** SOURCE RECORDS **
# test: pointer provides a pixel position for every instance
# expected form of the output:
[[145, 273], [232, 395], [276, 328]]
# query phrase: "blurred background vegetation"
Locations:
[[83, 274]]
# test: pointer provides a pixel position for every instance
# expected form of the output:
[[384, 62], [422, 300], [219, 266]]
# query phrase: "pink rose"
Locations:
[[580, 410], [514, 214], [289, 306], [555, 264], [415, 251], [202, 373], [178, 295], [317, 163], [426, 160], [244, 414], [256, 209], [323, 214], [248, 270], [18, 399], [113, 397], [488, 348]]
--
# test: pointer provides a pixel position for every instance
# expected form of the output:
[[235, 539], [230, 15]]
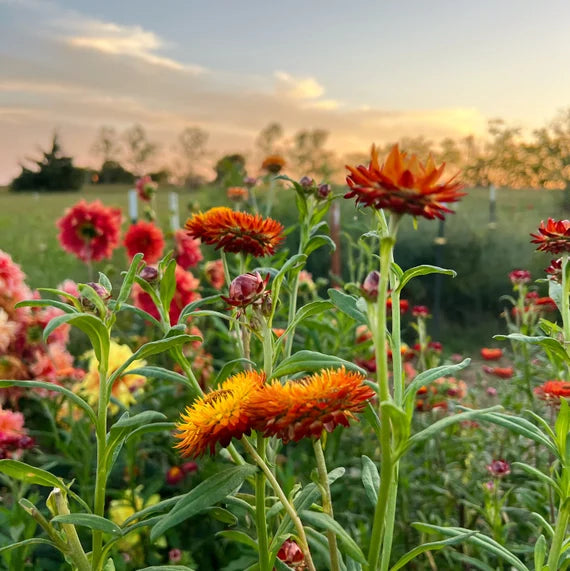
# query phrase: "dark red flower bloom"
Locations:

** INSTRUCTIONS TO FOLLOW **
Pull out every line of the items above that contains the string "phrase". Case matters.

** THE ANSWER **
# query phrase: "blurred background vegetation"
# query phrase: "pink rose"
# query phrase: "dark red flower bloom"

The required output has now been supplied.